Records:
-=-=-=-=-
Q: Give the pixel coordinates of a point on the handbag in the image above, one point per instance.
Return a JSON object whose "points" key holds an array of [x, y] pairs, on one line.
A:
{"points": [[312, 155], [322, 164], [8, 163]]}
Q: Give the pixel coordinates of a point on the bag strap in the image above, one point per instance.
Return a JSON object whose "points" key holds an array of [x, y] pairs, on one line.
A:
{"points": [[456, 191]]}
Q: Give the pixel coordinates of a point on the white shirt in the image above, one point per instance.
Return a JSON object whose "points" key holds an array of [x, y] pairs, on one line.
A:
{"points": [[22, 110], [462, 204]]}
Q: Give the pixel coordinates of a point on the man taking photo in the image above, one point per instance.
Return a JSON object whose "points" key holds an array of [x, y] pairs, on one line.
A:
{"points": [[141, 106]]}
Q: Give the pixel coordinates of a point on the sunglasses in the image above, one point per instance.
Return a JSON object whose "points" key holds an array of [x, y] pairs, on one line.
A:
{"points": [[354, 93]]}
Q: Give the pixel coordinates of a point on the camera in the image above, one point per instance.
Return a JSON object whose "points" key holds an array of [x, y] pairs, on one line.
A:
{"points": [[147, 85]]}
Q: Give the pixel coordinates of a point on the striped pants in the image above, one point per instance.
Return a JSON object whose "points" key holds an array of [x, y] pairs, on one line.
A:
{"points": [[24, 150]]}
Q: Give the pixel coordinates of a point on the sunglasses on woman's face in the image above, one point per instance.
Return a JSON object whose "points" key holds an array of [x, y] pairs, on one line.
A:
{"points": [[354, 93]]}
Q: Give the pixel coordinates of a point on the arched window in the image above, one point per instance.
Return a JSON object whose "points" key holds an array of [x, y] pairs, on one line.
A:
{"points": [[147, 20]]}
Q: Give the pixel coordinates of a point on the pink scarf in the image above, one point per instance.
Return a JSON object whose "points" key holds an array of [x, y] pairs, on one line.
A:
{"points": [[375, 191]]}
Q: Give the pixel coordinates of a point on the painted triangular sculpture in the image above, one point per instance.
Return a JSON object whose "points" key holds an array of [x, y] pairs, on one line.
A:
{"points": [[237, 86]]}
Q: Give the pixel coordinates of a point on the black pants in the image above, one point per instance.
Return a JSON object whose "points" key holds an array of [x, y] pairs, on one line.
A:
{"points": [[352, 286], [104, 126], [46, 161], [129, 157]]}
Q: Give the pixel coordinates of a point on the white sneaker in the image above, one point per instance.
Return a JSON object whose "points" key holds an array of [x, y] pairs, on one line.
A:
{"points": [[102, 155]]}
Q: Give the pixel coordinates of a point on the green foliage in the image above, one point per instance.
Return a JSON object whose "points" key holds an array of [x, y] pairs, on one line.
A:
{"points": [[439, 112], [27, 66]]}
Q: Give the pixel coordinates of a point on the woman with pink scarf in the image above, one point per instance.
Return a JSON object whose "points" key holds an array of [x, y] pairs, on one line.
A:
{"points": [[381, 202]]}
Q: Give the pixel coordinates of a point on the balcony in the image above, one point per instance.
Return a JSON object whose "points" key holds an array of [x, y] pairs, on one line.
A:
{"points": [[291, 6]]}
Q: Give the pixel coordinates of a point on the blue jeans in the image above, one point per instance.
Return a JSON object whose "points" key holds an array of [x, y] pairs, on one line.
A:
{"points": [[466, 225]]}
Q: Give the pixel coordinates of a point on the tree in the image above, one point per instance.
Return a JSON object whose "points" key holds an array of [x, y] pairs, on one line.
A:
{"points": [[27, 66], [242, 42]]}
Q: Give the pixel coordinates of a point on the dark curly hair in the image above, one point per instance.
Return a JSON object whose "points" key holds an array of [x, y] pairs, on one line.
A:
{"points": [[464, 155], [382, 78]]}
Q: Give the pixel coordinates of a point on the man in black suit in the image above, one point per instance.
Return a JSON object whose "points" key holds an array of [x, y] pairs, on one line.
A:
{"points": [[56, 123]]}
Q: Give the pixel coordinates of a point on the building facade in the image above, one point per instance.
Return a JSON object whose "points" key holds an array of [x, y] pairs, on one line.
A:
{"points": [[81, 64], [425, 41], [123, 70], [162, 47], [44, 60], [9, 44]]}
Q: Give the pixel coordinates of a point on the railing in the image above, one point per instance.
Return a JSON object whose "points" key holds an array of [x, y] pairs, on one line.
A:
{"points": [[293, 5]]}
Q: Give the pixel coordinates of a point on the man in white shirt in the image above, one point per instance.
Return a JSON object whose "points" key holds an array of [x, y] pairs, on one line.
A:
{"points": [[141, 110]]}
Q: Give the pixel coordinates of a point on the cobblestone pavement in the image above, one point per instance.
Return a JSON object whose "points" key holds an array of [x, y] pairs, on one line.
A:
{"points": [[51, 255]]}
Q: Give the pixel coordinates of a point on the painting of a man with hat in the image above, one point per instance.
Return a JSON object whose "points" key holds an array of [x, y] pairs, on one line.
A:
-=-=-=-=-
* Task requirements
Return every line of the material exactly.

* Output for this task
Q: Give the pixel coordinates of a point on the handbag in the image above, one point per instance.
Return a JSON object whose "points" key holds an array of [x, y] pairs, on one line.
A:
{"points": [[312, 155], [322, 164], [8, 163]]}
Q: Give the pixel coordinates of a point on the bag strap in the image above, one point per instance.
Return a JSON object whose "points" key holds an array of [x, y] pairs, on one line.
A:
{"points": [[456, 191]]}
Q: Give the pixel coordinates of a point on the white shirt in the image above, one point per instance.
Return a JSON object whose "points" key holds an array of [x, y] pairs, on one line.
A:
{"points": [[22, 110], [462, 204]]}
Q: Give the pixel coordinates of a point on the man taking photo in the image above, one point per instance.
Return a JSON object whose "points" key holds an array of [x, y] pairs, on one line.
A:
{"points": [[141, 106]]}
Q: Give the pixel coordinates of a point on the sunglasses in the image above, one point per instance.
Return a JSON object whose "points" key holds an array of [x, y] pairs, on one line.
A:
{"points": [[354, 93]]}
Q: Give the pixel coordinates of a point on the camera in the image above, one point per instance.
Return a JSON object whose "points" key holds an array of [x, y] pairs, on one line.
A:
{"points": [[147, 85]]}
Q: Give the pixel coordinates of a point on the striped pants in the image above, one point per instance.
Return a JSON object whose "points" key holds an array of [x, y] pairs, on one line.
A:
{"points": [[24, 150]]}
Q: Give the pixel coordinates of a point on the sunglasses on woman's face in the image above, one point per instance.
Return a JSON object whose "points" key holds an array of [x, y] pairs, on one line.
A:
{"points": [[354, 93]]}
Q: Give the pixel coordinates of a point on the arched window in the image above, one point per instance.
Return a JSON object whose "points" key holds an array of [x, y] pairs, on one line.
A:
{"points": [[147, 20]]}
Q: Give the pixel coordinates of a point on the pink scarf in the image above, one point per instance.
Return a JSON object whose "points" key holds an array of [x, y] pairs, on one line.
A:
{"points": [[375, 191]]}
Q: Give the pixel coordinates of a point on the painted triangular sculpture in the image above, one point per instance.
Return a JSON object whose "points" key holds an array of [x, y] pairs, on one line.
A:
{"points": [[237, 86]]}
Q: Give the pixel coordinates of a point on the black pants in the image above, one point per instance.
Return a JSON object whose "points" key holds an array of [x, y] pairs, on one line.
A:
{"points": [[352, 286], [104, 126], [46, 161], [129, 157]]}
Q: Give the pixel coordinates of a point on the white sneaker in the image above, one point per instance.
Return a JSON object whose "points" key holds an array of [x, y] pairs, on one line.
A:
{"points": [[102, 155]]}
Q: Give the pixel coordinates of a point on the green foliage in the image above, one point per instance.
Return a JSON object whose "points" key holds an array of [x, y] pairs, on one line.
A:
{"points": [[439, 112], [27, 66]]}
Q: Give the pixel coordinates of a point on the woman with pink scarf in the image above, one point per instance.
Return a JSON object whose "points" key holds an array of [x, y] pairs, on one line.
A:
{"points": [[381, 202]]}
Q: Give the pixel coordinates of a point on the balcony in the image above, one point per instance.
Return a JSON object whose "points" key holds an array of [x, y] pairs, on one line.
A:
{"points": [[291, 6]]}
Q: Give the pixel coordinates of a point on the blue jeans in the image above, one point per instance.
Return a JSON object whose "points" key holds an array of [x, y] pairs, on one line.
A:
{"points": [[466, 225]]}
Q: Give the pixel coordinates of a point on the tree in the image above, one point per instance.
Return a JSON object whose "points" key holds an array of [x, y] pairs, on one line.
A:
{"points": [[27, 66], [242, 42]]}
Q: Give the pixel coordinates of a point on the dark curly hair in the image above, one point per instance.
Return a JSON object whose "points" key holds an array of [x, y] pairs, on one line.
A:
{"points": [[464, 155], [382, 78]]}
Q: Give the pixel coordinates of a point on the man in black suit in the image above, one point per instance.
Return a JSON object whose "points" key holds an array of [x, y] pairs, on one line.
A:
{"points": [[56, 123]]}
Q: Give the pixel coordinates of a point on the building facade in the image above, one point per instance.
Return a JSON object whose "points" key holds an array of [x, y] pairs, on one line.
A:
{"points": [[81, 64], [425, 41], [123, 70], [162, 47], [44, 60], [9, 44]]}
Q: Give the pixel coordinates of a point on the railing in the image above, one point per instance.
Return a JSON object whose "points" key holds an array of [x, y] pairs, on one line.
A:
{"points": [[293, 5]]}
Q: Give the pixel coordinates of a point on the man in white shirt in the image above, one point per instance.
Return a JSON object whose "points" key holds an array of [x, y] pairs, on one line.
A:
{"points": [[141, 110]]}
Q: Give the pixel coordinates of a point on the cobblestone pavement in the image above, one point per instance.
Return a JSON object whose "points" key holds an array of [x, y] pairs, on one line.
A:
{"points": [[51, 255]]}
Q: Give the pixel coordinates of a point on the painting of a man with hat in the image above, one point per instance.
Return a JSON object whose "points" key holds an array of [x, y] pairs, on one line.
A:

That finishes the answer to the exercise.